▶ Document text

# Ultra Carry ll



## fredgart (Aug 26, 2009)

Great range results. First shot at 7 yards took out the X and the rest were grouped close enough to create a big hole in the target. At 15 yards it was a little more difficult to get a nice tight group (3-4 inches) but I attribute this to the sights. They are stock black sights. I guess I'll have to buy either the white dot or the nite sights. Love the pistol as it brings back memories of my 21 years in the service.


----------



## dondavis3 (Aug 2, 2009)

Nice shooting and congratulation, it's a fine one indeed.

I too have a Kimber mine is CDP Pro Carry II and I really like it.

I've have never had a burp of any kind with this gun and really enjoy it.

Your right it does bring back fond memories, except my Army .45's didn't shoot this well :mrgreen:.

:smt1099


----------



## CentexShooter (Dec 30, 2007)

My little bride (what a GREAT woman) bought me an Ultra Carry II in early August for my birthday. Night sights and CT laser grips. Haven't tried the laser yet.

Made a trip to the range shortly after breakdown and a little extra lube. Shot the X-ring out a 7 yds and 50 ft. with 80 rds.

A great little weapon. Enjoy it!


----------

(Records)
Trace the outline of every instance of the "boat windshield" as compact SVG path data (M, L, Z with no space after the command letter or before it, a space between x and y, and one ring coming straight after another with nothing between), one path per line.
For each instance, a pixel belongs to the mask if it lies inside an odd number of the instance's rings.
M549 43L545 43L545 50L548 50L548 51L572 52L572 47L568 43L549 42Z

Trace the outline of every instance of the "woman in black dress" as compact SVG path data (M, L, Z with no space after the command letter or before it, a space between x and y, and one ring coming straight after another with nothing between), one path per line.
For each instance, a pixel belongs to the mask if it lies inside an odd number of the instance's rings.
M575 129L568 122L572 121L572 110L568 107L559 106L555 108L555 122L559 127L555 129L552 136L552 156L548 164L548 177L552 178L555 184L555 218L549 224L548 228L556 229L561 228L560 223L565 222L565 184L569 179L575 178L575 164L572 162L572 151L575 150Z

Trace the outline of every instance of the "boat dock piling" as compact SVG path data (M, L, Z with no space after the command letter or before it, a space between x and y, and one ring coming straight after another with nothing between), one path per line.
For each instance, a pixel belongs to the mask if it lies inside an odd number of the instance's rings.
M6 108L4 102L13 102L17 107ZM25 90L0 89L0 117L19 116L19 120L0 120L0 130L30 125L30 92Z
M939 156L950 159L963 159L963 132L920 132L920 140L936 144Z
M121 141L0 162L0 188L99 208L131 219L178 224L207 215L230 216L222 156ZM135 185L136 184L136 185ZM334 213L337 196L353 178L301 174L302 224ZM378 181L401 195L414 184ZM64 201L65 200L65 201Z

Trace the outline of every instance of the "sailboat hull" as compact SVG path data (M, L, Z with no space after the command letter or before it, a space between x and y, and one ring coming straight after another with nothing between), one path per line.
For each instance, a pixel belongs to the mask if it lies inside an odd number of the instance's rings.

▶ What to work on
A - In the Ultra Carry II thread, begin at the words "## CentexShooter (Dec" and stop after "weapon. Enjoy it!". Give that passage again, changing "Night sights" to "Tritium sights".
B - List the usernames of everyone who posted in the Ultra Carry II thread.
C - Answer these questions from the Ultra Carry II thread:
(i) How many years did fredgart spend in the service?
(ii) Which Kimber model does dondavis3 own?
(iii) For what occasion did CentexShooter receive the Ultra Carry II?

▶ Answers below
A -
## CentexShooter (Dec 30, 2007)

My little bride (what a GREAT woman) bought me an Ultra Carry II in early August for my birthday. Tritium sights and CT laser grips. Haven't tried the laser yet.

Made a trip to the range shortly after breakdown and a little extra lube. Shot the X-ring out a 7 yds and 50 ft. with 80 rds.

A great little weapon. Enjoy it!

B -
fredgart
dondavis3
CentexShooter

C -
(i) 21 years.
(ii) A CDP Pro Carry II.
(iii) His birthday.